▶ _What is expected_:
Each record that follows is to be reproduced character for character, pictures excepted.

Start of Records shown

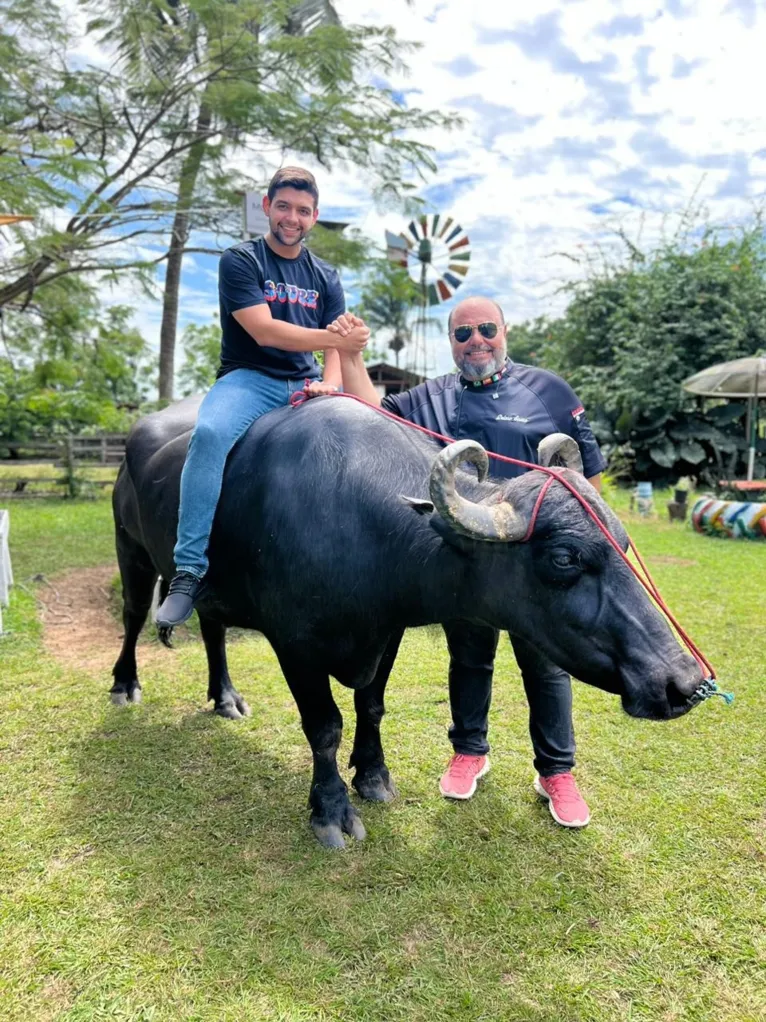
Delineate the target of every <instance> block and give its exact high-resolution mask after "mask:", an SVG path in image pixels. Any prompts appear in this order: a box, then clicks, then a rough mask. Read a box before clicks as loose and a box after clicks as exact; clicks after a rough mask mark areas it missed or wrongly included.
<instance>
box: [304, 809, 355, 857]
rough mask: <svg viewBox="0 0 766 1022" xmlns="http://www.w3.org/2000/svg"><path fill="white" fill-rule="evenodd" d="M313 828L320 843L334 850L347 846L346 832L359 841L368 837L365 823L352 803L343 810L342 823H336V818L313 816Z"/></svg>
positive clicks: (343, 847)
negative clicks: (346, 807)
mask: <svg viewBox="0 0 766 1022" xmlns="http://www.w3.org/2000/svg"><path fill="white" fill-rule="evenodd" d="M312 830H313V831H314V833H315V835H316V837H317V840H318V841H319V843H320V844H321V845H323V846H324V847H325V848H330V849H332V850H333V851H340V850H341V849H342V848H345V846H346V843H345V841H344V840H343V834H344V833H345V834H348V835H349V837H353V838H355V839H356V840H357V841H364V840H365V838H366V837H367V831H366V830H365V825H364V824H363V823H362V820H361V819H360V816H358V814H357V812H356V811H355V810H354V808H353V807H352V806H351V805H350V804H349V805H348V806H347V808H346V810H345V811H344V812H343V818H342V820H341V822H340V823H336V822H335V821H334V820H326V819H321V818H320V817H312Z"/></svg>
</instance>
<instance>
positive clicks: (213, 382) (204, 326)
mask: <svg viewBox="0 0 766 1022" xmlns="http://www.w3.org/2000/svg"><path fill="white" fill-rule="evenodd" d="M183 345H184V364H183V366H182V367H181V371H180V373H179V383H180V384H181V392H182V393H183V396H184V397H185V398H187V397H189V394H192V393H205V392H206V391H207V390H209V389H210V387H211V386H212V384H213V383H214V382H216V373H217V371H218V368H219V366H220V364H221V327H220V326H219V325H218V323H206V324H205V325H204V326H200V325H199V324H197V323H191V324H190V325H189V326H187V328H186V329H185V330H184V335H183Z"/></svg>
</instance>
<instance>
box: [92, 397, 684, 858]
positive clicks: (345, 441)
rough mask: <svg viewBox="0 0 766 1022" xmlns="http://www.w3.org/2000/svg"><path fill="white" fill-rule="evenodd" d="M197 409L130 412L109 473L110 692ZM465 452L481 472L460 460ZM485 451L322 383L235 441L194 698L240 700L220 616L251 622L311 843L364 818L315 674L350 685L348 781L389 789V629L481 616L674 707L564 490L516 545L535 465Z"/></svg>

End of Records shown

▶ _Answer space_:
Delineate the target of every <instance> block and give its exact high-resolution mask after "mask:", an SVG path in image pixels. Any prompts appear in this order: a box, then clicks, then a rough mask. Read a box before clicks as loose and a box after clicks as exact; clicks after a rough mask mark areas it missed or wrongly included.
<instance>
box: [304, 809, 355, 857]
rough mask: <svg viewBox="0 0 766 1022" xmlns="http://www.w3.org/2000/svg"><path fill="white" fill-rule="evenodd" d="M313 828L320 843L334 850L347 846L346 832L359 841L368 837L365 823L352 803L343 810L342 823H336V818L313 816Z"/></svg>
positive clicks: (343, 847)
negative clicks: (346, 807)
mask: <svg viewBox="0 0 766 1022" xmlns="http://www.w3.org/2000/svg"><path fill="white" fill-rule="evenodd" d="M312 830H313V831H314V833H315V835H316V837H317V840H318V841H319V843H320V844H321V845H323V846H324V847H325V848H330V849H332V850H333V851H340V850H341V849H342V848H345V846H346V843H345V841H344V840H343V834H344V833H345V834H348V835H349V837H353V838H355V839H356V840H357V841H364V840H365V838H366V837H367V831H366V830H365V825H364V824H363V823H362V820H361V819H360V816H358V814H357V812H356V811H355V810H354V808H353V807H352V806H351V805H350V804H349V805H348V806H347V808H346V810H345V811H344V812H343V818H342V820H341V822H340V823H336V822H335V821H334V820H326V819H321V818H320V817H312Z"/></svg>
</instance>
<instance>
positive clicks: (213, 382) (204, 326)
mask: <svg viewBox="0 0 766 1022" xmlns="http://www.w3.org/2000/svg"><path fill="white" fill-rule="evenodd" d="M183 345H184V364H183V366H182V367H181V371H180V373H179V383H180V384H181V392H182V393H183V396H184V397H185V398H187V397H189V394H192V393H205V392H206V391H207V390H209V389H210V387H211V386H212V384H213V383H214V382H216V373H217V371H218V368H219V366H220V364H221V327H220V326H219V325H218V323H206V324H205V325H204V326H200V325H199V324H197V323H191V324H190V325H189V326H187V328H186V329H185V330H184V335H183Z"/></svg>
</instance>
<instance>
box: [92, 397, 684, 858]
positive clicks: (345, 441)
rough mask: <svg viewBox="0 0 766 1022" xmlns="http://www.w3.org/2000/svg"><path fill="white" fill-rule="evenodd" d="M197 409L130 412L109 473L110 692ZM465 452L481 472L460 460ZM485 451L322 383L235 441L194 698L240 700L220 616L251 622L311 843L364 818L315 674L350 685L348 781L389 789V629L481 616L674 707L564 490L516 545L535 465Z"/></svg>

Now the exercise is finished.